> _EXERCISE REQUIREMENTS_:
A. Translate this sentence from the vampire biochemistry text into Spanish: "Porphyria affects one of the steps in heme production."
B. From the vampire biochemistry text, return everything from "This is a RE-POST" down to "such an event!", copied word for word.

Tuesday, October 26, 2010

Biochemistry of Halloween: Vampires!!!

This is a RE-POST from the Halloween series. Highly relevant as fellow graduate student Nick Clark and I will be presenting this along with discussions of witches and zombies TODAY at the Park Hill Library in Denver. We were asked to give this presentation by the CSU Alumni Association almost a year ago. It is a free event with a raffle for some CSU garb and other treats. Nick ad I will be providing the tricks :) This whole thing was born out of a conversation Nick and I were having in the lab one October morning 3 years ago. Glad to see it grow into such an event!

We've even got some MSM buzz going on here here and here!


"A Candle in the Dark"

Teeth lengthened by receding gums glow in the shaded valleys of the Carpathian basin. The genetic milieu of the Visigoths, Huns, Carpians, and Slavic peoples have swirled over centuries as granite crags pushed populations into shallow gene pools. A ghoulish thing of legend emerged from Transylvania and has since soaked literature and pop-culture with a reddish froth. Science and medicine have given us reason not to fear for our necks in a story that is truly stranger than fiction...

The glowing teeth mentioned earlier occur because of an accumulation of light sensitive molecules called porphyrins in victims of a rare genetic disease. Porphyria affects one of the steps in heme production. A heme is the chemical group that holds iron atoms in their proper position in hemoglobin (the protein of blood). The name "porphyria" came from the Greek words for purple and pigment. Victims of this disease have an uncanny similarity to historical descriptions of vampires and phenotypes of this disease have been suggested as possible explanation for the origin of vampire legends.

Mal-formed porphyrin molecules accumulate in affected people's skin and teeth. When activated by light these molecules activate oxygen molecules into destructive radicals that can wreak havoc on surrounding tissue. When exposed to light individuals appear to be burned with caustic lesions left on their skin. Enter: Nosferatu's pale countenance shrieking in terror as the sun rises.

Though no blood-lust is reported by sufferers some historians speculate that drinking the blood of animals may have been attempted as a folk remedy in treating the disease. It has since been proven that the heme molecule is in fact robust enough to survive digestion indicating that replenishing mal-formed blood molecules by drinking blood may indeed help those that happen to exhibit anemia in conjunction with porphyria. When watching vampire movies the whole garlic premise never made any sense to me. Why couldn't you use mushrooms, or cinnamon, or toothbrushes to scare away vampires? What was it about garlic. With the Porphyria hypothesis in mind it makes sense however. Garlic has vasso-dilator chemicals and is reported to exacerbate the affects of porphyria. Sufferers may have learned to avoid it indeed!

In the genetically secluded valleys of Transylvania it is not hard to imagine disorders like these occurring more than expected in a diverse population. Before the renaissance and the spread of the scientific revolution a vampire myth may have grown from accounts of these individuals with their glowing long teeth, aversion to sun and garlic, and maybe even sucking blood in the night!

> _DATA_:
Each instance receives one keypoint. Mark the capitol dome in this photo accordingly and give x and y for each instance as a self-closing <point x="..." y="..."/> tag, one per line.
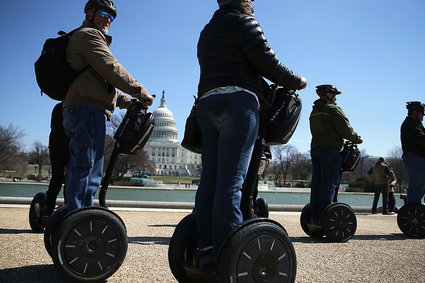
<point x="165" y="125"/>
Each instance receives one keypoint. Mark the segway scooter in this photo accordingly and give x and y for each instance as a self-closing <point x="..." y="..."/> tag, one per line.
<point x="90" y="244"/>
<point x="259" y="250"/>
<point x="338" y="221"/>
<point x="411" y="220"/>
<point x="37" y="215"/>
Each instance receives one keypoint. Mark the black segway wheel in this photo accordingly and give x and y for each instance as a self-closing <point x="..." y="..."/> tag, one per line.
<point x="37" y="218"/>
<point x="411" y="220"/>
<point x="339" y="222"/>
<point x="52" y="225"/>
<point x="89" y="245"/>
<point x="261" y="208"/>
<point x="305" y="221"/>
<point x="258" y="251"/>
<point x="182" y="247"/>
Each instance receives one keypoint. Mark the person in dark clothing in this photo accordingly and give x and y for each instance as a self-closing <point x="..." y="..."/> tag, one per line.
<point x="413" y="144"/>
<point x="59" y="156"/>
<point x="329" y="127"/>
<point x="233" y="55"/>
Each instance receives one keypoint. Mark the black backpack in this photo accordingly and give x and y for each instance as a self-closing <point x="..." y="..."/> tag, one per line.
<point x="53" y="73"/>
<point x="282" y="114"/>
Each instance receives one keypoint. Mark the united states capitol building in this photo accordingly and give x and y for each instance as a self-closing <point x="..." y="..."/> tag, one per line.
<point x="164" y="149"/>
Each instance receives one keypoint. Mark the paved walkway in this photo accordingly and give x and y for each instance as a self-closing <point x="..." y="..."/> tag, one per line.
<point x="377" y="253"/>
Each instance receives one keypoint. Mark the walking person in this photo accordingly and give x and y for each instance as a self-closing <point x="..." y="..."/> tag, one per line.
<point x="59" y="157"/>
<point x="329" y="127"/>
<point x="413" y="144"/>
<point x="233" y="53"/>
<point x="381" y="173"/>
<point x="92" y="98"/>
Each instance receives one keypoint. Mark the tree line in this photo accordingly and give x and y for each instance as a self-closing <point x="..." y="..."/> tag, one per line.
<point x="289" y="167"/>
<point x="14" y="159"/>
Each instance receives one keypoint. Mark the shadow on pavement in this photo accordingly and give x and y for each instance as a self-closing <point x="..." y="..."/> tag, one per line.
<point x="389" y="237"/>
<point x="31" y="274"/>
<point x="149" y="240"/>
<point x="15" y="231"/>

---

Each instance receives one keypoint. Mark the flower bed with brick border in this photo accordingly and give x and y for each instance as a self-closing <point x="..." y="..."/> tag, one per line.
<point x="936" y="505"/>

* * *

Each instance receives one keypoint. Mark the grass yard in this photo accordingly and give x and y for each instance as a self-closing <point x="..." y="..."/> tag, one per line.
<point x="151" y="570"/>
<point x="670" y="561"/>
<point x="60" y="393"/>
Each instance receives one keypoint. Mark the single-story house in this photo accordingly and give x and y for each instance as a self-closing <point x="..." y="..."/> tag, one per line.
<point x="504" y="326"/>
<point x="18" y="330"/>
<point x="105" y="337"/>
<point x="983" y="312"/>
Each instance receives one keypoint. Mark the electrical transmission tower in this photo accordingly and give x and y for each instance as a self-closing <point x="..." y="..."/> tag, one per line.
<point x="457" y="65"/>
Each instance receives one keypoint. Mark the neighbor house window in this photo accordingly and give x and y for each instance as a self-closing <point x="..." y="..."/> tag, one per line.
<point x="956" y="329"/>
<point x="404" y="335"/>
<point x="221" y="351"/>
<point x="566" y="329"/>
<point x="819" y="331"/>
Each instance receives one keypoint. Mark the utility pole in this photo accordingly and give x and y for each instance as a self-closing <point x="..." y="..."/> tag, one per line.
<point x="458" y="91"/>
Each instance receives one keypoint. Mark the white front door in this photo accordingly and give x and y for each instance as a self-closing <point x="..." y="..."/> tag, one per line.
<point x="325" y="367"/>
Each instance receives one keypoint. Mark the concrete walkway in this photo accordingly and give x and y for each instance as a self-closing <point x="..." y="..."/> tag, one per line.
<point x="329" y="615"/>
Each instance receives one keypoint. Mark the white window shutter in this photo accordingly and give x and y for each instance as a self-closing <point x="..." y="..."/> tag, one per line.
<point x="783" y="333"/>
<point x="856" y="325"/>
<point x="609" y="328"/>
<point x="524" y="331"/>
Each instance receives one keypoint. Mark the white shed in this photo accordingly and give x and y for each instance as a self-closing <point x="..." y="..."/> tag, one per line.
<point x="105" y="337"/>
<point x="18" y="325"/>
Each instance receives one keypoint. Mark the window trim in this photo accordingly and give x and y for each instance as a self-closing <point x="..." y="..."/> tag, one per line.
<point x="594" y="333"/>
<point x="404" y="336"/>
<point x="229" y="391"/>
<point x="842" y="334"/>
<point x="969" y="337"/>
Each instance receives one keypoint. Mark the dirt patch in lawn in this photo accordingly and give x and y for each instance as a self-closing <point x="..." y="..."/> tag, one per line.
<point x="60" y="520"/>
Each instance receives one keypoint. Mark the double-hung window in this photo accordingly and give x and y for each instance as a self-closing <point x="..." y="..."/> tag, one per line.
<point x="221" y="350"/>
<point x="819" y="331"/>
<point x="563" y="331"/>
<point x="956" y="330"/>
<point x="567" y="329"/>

> _YOUR WRITTEN ANSWERS_:
A. La porfiria afecta uno de los pasos de la producción del hemo.

B.
This is a RE-POST from the Halloween series. Highly relevant as fellow graduate student Nick Clark and I will be presenting this along with discussions of witches and zombies TODAY at the Park Hill Library in Denver. We were asked to give this presentation by the CSU Alumni Association almost a year ago. It is a free event with a raffle for some CSU garb and other treats. Nick ad I will be providing the tricks :) This whole thing was born out of a conversation Nick and I were having in the lab one October morning 3 years ago. Glad to see it grow into such an event!